Task goal.
Write what comes next in the passage on cyanobacteria, picking up after its final sentence about the origin of plant chloroplasts.

Page extract.
-=-=-=-=-

Cyanobacteria are examples of the prokaryotic cell type. They are photosynthetic and were thought to be examples of bluegreen algae until it was discovered that they had no membrane-bound nucleus and had no chloroplasts. With a size range of 0.5 to 60 micrometers, they are perhaps the largest prokaryotic organisms. (Britannica) Their metabolism utilizes energy from the sun and they release oxygen into the atmosphere. In fact, it is thought that they are some of the oldest forms of life and may have played a major role in giving the Earth an oxygen-containing atmosphere. Along with that, it is proposed that cyanobacteria were actually involved in originating the chloroplasts that enable photosynthesis in plants.

-=-=-=-=-

Records supplied.
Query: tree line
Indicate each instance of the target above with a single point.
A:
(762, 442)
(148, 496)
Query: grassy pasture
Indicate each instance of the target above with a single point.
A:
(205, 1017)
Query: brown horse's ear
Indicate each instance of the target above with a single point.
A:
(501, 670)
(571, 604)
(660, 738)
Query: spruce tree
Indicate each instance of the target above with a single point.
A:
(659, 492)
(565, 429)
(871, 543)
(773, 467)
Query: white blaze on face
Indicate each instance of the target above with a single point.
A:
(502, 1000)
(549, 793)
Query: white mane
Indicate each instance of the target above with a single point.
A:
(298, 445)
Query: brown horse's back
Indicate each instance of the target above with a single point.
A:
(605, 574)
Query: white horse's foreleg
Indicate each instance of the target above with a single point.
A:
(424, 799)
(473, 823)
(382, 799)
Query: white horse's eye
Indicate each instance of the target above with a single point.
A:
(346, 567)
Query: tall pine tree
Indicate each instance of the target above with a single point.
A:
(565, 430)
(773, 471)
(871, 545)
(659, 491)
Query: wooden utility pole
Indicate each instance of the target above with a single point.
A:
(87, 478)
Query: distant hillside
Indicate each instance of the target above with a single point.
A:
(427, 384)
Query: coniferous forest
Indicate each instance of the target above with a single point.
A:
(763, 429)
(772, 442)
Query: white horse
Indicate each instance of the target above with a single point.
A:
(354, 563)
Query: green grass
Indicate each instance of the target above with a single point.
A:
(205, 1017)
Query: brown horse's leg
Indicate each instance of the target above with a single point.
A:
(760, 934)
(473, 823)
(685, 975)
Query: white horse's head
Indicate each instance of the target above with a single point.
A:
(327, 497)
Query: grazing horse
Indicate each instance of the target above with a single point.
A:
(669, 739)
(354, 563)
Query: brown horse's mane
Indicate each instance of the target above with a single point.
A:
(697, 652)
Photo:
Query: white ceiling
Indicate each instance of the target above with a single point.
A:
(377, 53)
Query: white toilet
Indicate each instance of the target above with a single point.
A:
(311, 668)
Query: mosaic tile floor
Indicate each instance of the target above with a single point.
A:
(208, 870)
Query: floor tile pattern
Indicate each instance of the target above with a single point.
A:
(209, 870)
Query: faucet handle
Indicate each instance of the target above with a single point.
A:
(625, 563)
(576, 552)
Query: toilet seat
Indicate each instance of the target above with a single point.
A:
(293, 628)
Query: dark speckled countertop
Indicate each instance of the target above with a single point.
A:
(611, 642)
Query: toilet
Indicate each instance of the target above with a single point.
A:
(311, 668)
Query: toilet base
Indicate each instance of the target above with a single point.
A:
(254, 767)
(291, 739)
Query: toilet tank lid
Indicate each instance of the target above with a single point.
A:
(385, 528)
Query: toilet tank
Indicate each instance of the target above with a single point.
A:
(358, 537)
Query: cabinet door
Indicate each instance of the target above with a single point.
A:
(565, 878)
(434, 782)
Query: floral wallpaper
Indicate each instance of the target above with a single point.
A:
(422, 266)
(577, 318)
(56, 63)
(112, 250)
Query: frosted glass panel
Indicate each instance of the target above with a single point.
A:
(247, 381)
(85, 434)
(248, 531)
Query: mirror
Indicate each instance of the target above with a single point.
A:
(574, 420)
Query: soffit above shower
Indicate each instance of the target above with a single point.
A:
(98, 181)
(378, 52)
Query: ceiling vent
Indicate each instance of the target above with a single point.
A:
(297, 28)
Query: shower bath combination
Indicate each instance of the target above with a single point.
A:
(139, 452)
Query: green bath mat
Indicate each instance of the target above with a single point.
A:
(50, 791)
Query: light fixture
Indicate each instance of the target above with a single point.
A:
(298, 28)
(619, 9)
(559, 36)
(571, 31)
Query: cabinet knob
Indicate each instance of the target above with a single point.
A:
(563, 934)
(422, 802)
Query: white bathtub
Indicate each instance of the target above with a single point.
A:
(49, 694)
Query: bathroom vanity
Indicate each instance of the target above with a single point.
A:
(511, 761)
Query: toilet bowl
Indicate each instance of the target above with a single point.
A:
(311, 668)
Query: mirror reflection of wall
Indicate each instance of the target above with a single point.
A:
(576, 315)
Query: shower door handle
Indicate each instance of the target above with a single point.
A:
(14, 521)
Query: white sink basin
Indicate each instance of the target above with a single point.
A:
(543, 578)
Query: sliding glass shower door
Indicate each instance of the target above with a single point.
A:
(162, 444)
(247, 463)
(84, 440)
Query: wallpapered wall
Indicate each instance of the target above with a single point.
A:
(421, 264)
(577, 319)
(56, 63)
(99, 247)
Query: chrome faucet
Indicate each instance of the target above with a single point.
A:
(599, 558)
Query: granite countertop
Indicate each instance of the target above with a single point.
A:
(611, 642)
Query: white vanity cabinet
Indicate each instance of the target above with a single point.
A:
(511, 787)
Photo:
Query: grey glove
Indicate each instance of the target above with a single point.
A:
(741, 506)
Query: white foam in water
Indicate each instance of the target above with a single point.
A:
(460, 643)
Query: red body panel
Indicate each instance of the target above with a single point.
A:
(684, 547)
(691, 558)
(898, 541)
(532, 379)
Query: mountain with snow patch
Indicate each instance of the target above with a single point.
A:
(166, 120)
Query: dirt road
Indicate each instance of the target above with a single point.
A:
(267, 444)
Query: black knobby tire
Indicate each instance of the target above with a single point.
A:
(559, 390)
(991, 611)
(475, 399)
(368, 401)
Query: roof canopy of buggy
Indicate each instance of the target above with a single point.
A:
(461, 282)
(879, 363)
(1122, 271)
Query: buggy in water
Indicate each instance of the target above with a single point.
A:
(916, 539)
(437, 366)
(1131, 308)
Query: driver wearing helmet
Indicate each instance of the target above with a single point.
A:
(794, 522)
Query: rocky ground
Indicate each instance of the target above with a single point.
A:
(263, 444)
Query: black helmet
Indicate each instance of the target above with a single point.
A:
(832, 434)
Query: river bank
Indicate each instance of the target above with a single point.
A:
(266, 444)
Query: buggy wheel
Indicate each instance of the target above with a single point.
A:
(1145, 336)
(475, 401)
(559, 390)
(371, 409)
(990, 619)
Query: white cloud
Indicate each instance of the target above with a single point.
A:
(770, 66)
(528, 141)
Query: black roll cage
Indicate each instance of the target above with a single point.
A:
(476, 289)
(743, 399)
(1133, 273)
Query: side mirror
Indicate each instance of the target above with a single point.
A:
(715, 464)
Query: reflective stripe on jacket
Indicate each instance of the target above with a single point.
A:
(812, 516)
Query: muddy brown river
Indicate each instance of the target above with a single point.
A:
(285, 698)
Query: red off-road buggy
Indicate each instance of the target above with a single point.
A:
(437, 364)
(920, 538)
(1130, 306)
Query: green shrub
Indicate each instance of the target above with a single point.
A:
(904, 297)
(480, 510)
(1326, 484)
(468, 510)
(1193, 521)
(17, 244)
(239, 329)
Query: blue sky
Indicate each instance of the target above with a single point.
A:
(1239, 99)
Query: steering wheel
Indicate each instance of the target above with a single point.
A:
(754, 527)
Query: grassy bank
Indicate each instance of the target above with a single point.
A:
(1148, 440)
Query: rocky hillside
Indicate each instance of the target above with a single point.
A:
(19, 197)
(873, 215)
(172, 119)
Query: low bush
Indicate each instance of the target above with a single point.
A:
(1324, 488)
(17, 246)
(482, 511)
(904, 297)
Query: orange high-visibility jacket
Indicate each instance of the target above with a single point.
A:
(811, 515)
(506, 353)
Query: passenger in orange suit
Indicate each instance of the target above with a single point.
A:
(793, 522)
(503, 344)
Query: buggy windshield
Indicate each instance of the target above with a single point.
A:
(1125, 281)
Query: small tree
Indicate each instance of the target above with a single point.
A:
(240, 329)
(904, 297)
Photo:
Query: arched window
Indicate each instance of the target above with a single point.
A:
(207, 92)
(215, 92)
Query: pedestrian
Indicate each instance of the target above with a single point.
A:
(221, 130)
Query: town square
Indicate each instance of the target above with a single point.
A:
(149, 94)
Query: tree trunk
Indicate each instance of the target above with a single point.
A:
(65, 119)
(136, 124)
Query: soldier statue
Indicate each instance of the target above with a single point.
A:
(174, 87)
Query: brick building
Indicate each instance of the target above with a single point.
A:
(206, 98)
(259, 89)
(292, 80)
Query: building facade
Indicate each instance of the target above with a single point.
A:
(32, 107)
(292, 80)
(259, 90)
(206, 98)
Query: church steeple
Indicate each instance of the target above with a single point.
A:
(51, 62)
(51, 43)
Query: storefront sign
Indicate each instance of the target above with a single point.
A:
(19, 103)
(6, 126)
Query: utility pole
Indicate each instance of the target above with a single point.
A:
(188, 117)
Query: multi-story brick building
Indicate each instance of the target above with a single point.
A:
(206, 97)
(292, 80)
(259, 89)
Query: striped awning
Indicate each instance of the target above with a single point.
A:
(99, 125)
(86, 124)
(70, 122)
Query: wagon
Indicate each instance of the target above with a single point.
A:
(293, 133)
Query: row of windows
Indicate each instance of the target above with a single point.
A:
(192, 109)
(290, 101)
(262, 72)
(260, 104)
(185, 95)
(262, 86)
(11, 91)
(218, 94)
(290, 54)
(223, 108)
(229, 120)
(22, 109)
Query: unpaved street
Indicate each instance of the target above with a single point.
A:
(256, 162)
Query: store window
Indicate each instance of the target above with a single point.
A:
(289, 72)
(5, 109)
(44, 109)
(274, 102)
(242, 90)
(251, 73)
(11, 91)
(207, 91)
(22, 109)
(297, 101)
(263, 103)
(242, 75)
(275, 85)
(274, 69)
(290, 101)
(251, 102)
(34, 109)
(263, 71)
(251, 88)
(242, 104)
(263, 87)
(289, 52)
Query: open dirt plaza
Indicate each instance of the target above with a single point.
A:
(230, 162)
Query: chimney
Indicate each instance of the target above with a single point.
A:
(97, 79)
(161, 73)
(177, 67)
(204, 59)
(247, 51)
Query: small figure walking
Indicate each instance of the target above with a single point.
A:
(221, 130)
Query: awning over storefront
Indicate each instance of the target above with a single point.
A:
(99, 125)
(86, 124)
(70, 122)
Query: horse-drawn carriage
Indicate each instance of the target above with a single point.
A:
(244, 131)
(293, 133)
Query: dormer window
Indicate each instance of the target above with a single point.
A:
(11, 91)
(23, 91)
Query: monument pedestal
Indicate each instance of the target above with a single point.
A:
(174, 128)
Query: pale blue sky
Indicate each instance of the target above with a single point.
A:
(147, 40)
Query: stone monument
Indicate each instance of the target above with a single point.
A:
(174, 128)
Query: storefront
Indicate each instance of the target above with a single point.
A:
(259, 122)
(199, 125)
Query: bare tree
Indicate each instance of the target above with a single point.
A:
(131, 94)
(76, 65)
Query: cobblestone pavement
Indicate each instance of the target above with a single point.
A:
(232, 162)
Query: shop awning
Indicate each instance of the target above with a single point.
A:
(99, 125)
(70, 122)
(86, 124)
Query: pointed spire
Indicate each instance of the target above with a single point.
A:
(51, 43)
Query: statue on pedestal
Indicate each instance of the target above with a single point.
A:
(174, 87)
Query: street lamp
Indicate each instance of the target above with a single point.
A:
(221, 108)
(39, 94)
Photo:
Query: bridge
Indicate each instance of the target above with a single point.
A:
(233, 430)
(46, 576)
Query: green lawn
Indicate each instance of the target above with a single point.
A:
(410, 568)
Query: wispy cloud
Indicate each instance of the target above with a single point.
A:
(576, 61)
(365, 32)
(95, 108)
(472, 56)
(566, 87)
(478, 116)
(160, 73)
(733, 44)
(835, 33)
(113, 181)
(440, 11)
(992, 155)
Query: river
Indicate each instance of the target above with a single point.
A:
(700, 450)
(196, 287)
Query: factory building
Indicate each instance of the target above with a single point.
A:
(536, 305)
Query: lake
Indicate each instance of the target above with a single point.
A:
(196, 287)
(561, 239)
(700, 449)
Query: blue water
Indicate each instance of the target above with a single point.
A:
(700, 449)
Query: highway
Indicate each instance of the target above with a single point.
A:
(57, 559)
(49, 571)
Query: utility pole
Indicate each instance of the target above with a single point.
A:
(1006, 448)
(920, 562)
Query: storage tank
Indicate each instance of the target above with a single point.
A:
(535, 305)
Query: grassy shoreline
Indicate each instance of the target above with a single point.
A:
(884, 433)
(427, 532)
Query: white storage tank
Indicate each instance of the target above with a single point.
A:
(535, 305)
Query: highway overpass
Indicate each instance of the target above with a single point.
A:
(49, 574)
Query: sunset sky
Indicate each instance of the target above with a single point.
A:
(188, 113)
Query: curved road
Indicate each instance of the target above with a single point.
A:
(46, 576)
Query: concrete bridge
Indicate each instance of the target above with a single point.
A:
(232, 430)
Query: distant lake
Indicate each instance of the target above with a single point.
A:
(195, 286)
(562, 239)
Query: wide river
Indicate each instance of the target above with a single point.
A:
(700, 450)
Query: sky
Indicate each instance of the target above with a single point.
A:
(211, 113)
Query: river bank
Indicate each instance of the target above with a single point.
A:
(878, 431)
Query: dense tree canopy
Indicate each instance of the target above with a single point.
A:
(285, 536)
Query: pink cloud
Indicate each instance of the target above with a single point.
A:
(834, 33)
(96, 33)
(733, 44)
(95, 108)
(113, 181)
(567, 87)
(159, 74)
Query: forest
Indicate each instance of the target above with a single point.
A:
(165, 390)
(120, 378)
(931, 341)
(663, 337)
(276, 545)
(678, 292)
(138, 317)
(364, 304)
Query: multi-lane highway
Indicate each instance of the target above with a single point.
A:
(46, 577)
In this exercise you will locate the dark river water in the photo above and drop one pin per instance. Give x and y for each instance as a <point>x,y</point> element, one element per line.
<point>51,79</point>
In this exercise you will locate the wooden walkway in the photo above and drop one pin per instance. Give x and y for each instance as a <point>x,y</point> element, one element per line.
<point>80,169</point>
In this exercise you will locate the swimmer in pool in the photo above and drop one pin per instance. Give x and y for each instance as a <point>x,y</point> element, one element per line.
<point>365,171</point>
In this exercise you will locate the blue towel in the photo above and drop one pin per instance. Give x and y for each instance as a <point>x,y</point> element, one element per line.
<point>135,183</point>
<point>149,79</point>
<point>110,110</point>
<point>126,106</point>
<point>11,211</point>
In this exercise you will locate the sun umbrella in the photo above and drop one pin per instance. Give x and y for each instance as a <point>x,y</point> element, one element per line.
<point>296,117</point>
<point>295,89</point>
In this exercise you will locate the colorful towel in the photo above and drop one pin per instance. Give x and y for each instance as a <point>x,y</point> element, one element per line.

-=-=-=-=-

Response box.
Unlike most prokaryotes, cyanobacteria have internal membranes in the form of flattened sacs called thylakoids where photosynthesis takes place. The similarity of these thylakoids to the structures in the chloroplasts of plants has led to the proposal that cyanobacteria were the origin of those chloroplasts by a process called endosymbiosis into the developing plant forms.
The great age of cyanobacteria is affirmed by their presence in ancient stromatolites. Strong evidence for the presence of cyanobacteria dates back to 2.1 Ga (1 Ga= 109 years). Their contributions to the stromatolites are viewed as some of the oldest known fossils on the Earth, stretching into the precambrian period. Stromatolites date back to perhaps 3.5 Ga, with evidence for cyanobacteria to 2.7 Ga. Cyanobacteria release oxygen into the atmosphere, and they may have made a major contribution to the rapid rise of atmospheric oxygen about 2.4 Ga which is called the "Great Oxygenation Event". It is also sometimes called "the rusting of the Earth" because the increased oxygen in the sea oxidized the large amount of dissolved iron, producing the extensive "banded iron" mineral deposits of iron oxide. (Wiki ) The rapid rise in atmospheric oxygen followed the oxidizing of most of the dissolved iron in the oceans.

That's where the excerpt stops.